— START OF Page excerpt —

Spanish bonds spark fears for euro zone


SPANISH BOND yields jumped above 6 per cent yesterday, the highest level this year, reviving anxiety about the euro zone debt crisis and the health of the region’s fourth largest economy.

The rise in Spain’s cost of borrowing took place ahead of two bond auctions this week, at which Spain will seek to sell its debt to investors. Spain is scheduled to sell up to €3 billion of 12- and 18-month bills today and about €2.5 billion of notes due in October 2014 and January 2022 on Thursday.

Yields on Spain’s 10-year bonds initially climbed to 6.16 per cent, but fell back to 6.07 per cent by the end of the day. The volatility reflected uncertainty about whether the European Central Bank would intervene in the Spanish debt market, after Jaime Garcia-Legaz of Spain’s economy ministry called on the ECB to buy the nation’s debt to help stem turmoil in the financial market.

However, expectation of some announcement from the ECB yesterday proved unfounded.

Portuguese 10-year rates also rose for an 11th consecutive day, increasing 12 basis points to 12.68 per cent.

While there has been slight weakness in Irish short-term debt of late, benchmark nine-year Irish bond yields remained relatively stable yesterday at 6.8 per cent.

— END OF Page excerpt —

:: Stated task A ::
In the article on Spanish bonds, where did yields on Spain's 10-year bonds stand by the end of the day?
The rows that come next have no connection to the bond article.

— START OF Stored records —

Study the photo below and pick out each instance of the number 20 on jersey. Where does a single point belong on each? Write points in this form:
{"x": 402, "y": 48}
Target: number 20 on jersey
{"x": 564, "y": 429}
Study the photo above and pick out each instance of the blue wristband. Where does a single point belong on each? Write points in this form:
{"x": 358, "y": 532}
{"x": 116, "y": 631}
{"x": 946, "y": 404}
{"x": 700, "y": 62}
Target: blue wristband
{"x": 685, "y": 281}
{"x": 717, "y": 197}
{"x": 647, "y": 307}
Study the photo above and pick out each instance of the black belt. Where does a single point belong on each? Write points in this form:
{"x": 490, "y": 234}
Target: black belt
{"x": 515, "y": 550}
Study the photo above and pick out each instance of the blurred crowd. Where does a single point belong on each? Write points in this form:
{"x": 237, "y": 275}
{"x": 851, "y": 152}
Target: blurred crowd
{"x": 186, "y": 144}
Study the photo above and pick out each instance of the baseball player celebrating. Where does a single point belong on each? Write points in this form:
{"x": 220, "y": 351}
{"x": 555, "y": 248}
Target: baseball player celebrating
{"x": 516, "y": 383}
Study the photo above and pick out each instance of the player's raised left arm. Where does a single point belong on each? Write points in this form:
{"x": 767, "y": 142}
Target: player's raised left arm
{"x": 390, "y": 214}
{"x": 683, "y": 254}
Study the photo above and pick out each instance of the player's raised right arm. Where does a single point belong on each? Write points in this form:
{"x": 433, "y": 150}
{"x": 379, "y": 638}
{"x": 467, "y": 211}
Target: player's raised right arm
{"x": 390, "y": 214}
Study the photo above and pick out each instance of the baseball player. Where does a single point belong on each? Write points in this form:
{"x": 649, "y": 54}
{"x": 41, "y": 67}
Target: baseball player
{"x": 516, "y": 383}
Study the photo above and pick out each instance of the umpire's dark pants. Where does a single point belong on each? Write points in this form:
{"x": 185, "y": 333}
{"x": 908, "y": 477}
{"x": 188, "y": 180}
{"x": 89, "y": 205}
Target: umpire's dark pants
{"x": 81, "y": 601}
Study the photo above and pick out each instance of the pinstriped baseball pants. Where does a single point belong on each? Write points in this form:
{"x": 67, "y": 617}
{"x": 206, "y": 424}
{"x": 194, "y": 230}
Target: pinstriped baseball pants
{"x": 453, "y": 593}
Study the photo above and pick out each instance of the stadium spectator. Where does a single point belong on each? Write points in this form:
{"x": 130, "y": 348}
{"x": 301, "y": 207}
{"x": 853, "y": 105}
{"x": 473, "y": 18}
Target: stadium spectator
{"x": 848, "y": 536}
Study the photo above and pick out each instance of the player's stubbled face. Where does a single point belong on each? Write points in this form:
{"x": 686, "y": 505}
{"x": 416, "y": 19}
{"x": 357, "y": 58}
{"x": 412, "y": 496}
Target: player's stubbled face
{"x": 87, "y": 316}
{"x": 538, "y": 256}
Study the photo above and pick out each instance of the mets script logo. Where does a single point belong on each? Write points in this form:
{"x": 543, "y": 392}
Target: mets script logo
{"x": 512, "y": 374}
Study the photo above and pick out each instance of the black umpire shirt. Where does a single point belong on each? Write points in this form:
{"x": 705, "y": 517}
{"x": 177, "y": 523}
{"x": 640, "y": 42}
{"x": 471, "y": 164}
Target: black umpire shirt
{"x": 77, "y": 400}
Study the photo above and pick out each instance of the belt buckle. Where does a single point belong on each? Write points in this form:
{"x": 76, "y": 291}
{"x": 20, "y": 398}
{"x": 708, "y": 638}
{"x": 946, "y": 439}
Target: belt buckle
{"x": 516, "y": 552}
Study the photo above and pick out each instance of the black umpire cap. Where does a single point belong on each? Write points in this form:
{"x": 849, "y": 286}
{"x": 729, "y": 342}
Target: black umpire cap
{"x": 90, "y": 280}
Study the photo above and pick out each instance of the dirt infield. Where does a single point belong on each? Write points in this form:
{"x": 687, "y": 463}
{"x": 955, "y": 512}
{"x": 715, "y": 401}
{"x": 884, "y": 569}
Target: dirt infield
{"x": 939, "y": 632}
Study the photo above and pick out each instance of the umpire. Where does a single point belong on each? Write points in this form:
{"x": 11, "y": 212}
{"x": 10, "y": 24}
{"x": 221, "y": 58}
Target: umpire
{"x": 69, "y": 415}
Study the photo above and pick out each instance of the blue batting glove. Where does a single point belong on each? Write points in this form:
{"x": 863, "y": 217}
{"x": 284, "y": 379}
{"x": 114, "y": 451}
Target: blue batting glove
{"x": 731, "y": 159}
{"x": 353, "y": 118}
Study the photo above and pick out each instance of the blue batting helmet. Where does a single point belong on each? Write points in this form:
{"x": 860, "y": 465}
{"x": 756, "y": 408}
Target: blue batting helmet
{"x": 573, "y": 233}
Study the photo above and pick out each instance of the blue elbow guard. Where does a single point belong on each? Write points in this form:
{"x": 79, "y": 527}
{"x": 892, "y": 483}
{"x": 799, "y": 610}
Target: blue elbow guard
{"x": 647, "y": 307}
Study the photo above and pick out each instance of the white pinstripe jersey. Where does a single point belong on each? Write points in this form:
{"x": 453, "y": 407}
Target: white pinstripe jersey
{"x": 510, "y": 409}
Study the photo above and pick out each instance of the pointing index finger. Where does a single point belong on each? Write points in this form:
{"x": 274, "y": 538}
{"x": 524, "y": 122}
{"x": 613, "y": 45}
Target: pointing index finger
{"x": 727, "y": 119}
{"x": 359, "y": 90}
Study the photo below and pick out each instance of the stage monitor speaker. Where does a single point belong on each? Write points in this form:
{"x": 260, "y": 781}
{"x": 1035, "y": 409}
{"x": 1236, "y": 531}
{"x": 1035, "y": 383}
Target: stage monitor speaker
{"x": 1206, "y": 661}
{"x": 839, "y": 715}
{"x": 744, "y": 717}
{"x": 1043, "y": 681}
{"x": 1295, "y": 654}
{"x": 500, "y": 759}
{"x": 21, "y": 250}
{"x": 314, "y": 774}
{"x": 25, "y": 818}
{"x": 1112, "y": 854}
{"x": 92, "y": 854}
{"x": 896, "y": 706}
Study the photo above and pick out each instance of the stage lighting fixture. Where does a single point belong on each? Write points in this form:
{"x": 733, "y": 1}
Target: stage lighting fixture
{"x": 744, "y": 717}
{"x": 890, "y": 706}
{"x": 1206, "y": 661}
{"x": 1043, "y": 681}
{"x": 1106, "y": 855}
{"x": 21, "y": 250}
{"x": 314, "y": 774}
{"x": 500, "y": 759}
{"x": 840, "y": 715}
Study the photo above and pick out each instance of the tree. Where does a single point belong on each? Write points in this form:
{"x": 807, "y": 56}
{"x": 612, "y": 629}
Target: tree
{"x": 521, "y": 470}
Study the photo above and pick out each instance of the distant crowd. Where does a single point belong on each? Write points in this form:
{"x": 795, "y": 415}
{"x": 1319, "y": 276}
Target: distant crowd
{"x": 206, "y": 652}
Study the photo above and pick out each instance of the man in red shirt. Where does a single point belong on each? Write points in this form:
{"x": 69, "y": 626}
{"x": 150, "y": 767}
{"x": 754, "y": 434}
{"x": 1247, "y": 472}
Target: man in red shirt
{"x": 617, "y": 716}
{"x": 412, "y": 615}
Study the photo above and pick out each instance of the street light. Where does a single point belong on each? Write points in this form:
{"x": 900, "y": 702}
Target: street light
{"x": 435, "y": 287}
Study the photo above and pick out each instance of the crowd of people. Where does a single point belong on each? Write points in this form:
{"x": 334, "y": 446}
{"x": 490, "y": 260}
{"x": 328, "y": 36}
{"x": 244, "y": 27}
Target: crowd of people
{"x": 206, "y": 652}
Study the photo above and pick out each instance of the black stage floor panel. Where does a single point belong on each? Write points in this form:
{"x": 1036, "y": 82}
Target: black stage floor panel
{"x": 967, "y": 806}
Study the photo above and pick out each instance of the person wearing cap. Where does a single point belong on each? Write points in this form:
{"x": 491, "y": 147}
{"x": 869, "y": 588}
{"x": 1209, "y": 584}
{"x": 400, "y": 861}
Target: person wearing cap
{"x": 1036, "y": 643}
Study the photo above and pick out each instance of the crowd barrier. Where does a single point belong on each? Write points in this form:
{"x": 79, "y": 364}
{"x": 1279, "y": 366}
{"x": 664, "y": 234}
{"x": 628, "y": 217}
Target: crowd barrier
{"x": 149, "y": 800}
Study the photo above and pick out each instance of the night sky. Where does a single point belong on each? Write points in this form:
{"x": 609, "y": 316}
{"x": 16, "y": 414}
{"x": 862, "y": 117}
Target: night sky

— END OF Stored records —

:: Stated task B ::
Work out how many lines in the rows contain the string "batting", treating uppercase and lowercase as different. Reply with the number alone.

:: Full response A ::
6.07 per cent

:: Full response B ::
4